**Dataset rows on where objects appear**
....

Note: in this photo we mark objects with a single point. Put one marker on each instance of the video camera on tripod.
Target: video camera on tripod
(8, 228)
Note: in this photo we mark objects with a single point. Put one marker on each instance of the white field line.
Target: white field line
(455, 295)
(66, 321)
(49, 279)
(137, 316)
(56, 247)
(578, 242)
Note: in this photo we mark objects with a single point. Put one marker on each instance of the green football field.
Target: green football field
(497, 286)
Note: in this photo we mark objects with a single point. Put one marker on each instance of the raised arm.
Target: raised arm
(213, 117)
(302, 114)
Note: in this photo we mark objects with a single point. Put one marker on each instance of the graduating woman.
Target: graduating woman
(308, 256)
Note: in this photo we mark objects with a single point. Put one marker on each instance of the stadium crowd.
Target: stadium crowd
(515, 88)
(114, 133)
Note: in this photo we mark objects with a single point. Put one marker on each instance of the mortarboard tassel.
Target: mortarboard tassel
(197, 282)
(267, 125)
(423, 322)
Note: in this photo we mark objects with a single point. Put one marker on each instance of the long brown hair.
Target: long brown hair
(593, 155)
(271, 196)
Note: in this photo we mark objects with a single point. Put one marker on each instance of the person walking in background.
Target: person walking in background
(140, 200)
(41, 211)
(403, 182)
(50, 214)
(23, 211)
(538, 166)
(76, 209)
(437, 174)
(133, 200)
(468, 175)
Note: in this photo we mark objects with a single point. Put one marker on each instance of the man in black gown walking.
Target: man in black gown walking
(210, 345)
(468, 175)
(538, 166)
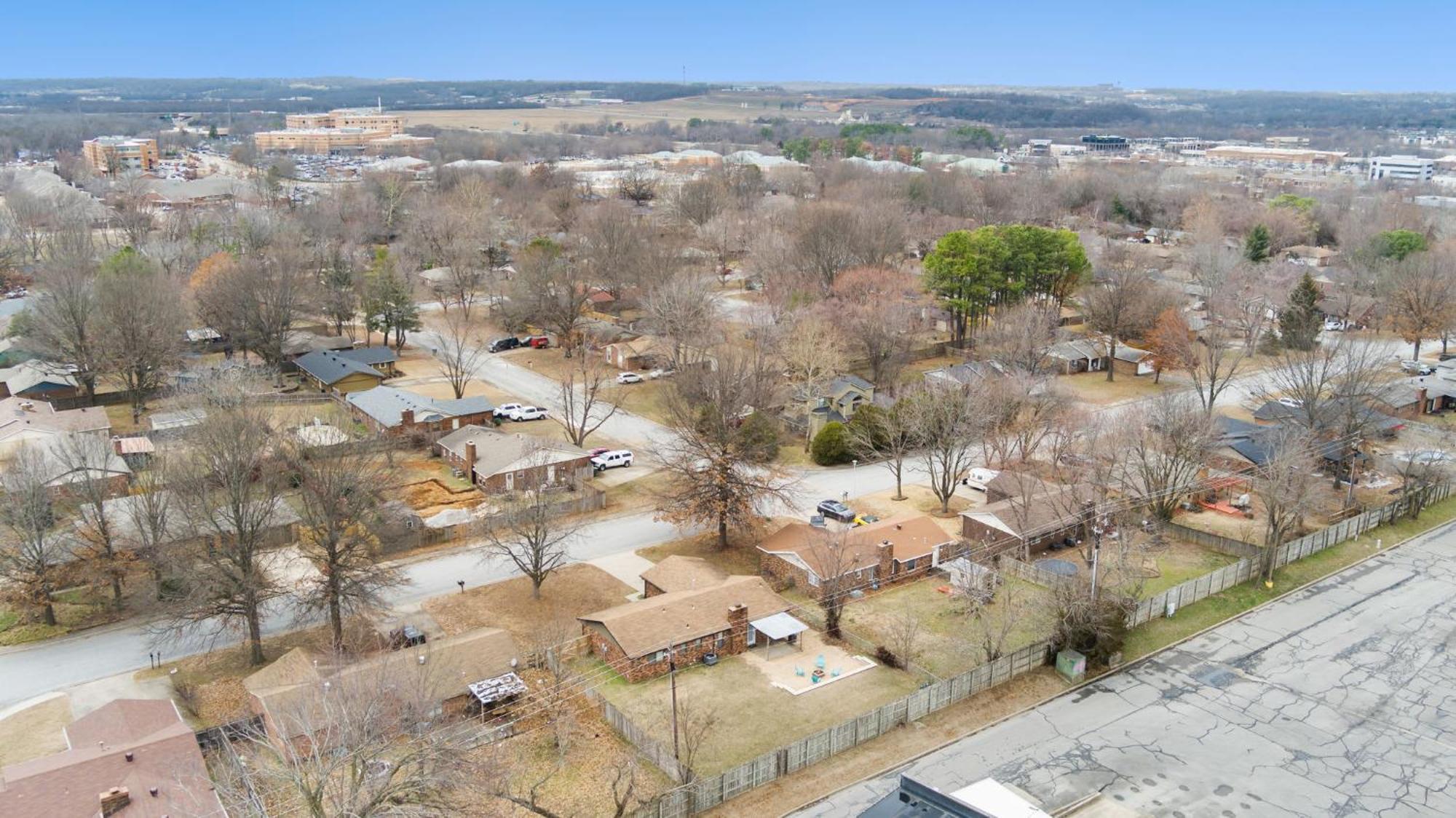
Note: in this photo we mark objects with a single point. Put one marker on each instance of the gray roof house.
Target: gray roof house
(385, 407)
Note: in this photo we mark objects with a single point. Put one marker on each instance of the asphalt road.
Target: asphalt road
(1332, 702)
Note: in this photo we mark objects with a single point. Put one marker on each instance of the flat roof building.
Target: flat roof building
(1282, 155)
(114, 155)
(1403, 168)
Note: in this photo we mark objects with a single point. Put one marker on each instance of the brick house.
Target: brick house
(337, 372)
(401, 413)
(640, 638)
(681, 574)
(500, 462)
(876, 555)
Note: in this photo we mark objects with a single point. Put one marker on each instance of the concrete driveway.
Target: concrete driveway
(1332, 702)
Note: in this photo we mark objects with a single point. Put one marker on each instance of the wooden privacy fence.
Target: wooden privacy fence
(710, 793)
(713, 791)
(1211, 541)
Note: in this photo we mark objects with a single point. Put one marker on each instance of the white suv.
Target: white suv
(620, 458)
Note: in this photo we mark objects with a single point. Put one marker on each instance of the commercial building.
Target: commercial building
(368, 119)
(1403, 168)
(114, 155)
(1281, 155)
(339, 132)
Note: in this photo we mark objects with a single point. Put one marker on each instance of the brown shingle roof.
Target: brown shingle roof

....

**Task instructions**
Leave the images out, please, and restate each line word for word.

**Written solution**
Note: in this photo we mark objects with a single point. Put one marker on each instance of the video camera on tripod.
Target: video camera on tripod
(8, 228)
Note: in this photo we mark objects with a single point. Put one marker on each instance of the white field line.
Target: white field line
(455, 295)
(66, 321)
(49, 279)
(137, 316)
(56, 247)
(578, 242)
Note: in this photo we mark objects with a single point. Put one marker on each instance of the green football field.
Target: green football field
(497, 286)
Note: in this photo we mark objects with a single point. Put one marker on each instance of the raised arm.
Target: raised arm
(213, 117)
(302, 114)
Note: in this photo we mark objects with a single point. Put one marker on each instance of the graduating woman.
Target: graduating woman
(308, 256)
Note: in this photo we mark objects with a single point. Put one marker on each instance of the stadium crowd.
Target: stadium crowd
(515, 88)
(114, 133)
Note: in this photo we mark objects with a single point. Put one marker on each instance of the mortarboard tassel.
Target: mortarboard tassel
(197, 282)
(267, 125)
(423, 322)
Note: in this photo we mark objects with a single point. Put one marker on each instance of the long brown hair.
Target: long brown hair
(593, 155)
(271, 196)
Note: in this photo we mark objects with a single point. Put one marker on each instance of the person walking in background.
Target: person walking in background
(140, 200)
(41, 211)
(403, 182)
(50, 214)
(23, 211)
(538, 166)
(76, 209)
(437, 174)
(133, 200)
(468, 175)
Note: in this photo we mark objects with a single point. Put one marker on each instance of the man in black gown walking.
Target: man in black gown walking
(210, 345)
(468, 175)
(538, 166)
Note: in this photo we mark objects with a single point. Put one marker on each instance of the gray roof house.
Target: gray roof house
(385, 407)
Note: in this photo we mark objects with a single point. Put one marker on each instance of the asphalt road.
Target: asphalt road
(1332, 702)
Note: in this photo we mark objects with a single point. Put one marker on each instance of the flat roof building.
Target: flat roof building
(1282, 155)
(114, 155)
(1403, 168)
Note: in this photo we mark objects with a single point. Put one marker on each instance of the brick house.
Target: brick house
(337, 372)
(401, 413)
(640, 638)
(681, 574)
(500, 462)
(876, 555)
Note: in this photo we mark objects with a single point. Put one marker on each instance of the concrete driveway.
Target: concrete driveway
(1332, 702)
Note: in this photo we mark objects with a single point. Put one marker on each instance of the wooden privacy fence.
Target: wooden privacy fence
(710, 793)
(713, 791)
(1211, 541)
Note: in this photo we mark objects with a single point. Put one marker on each instance of the white suv.
Target: white suv
(620, 458)
Note: in this photo we mark objects with a single point. Put one marker on each instance of the commercial building.
Target: commercial building
(368, 119)
(1403, 168)
(114, 155)
(1281, 155)
(339, 132)
Note: in this photo we mark objects with a single point. Put one marker on each instance of the brown shingle roof.
Target: brown shingle roof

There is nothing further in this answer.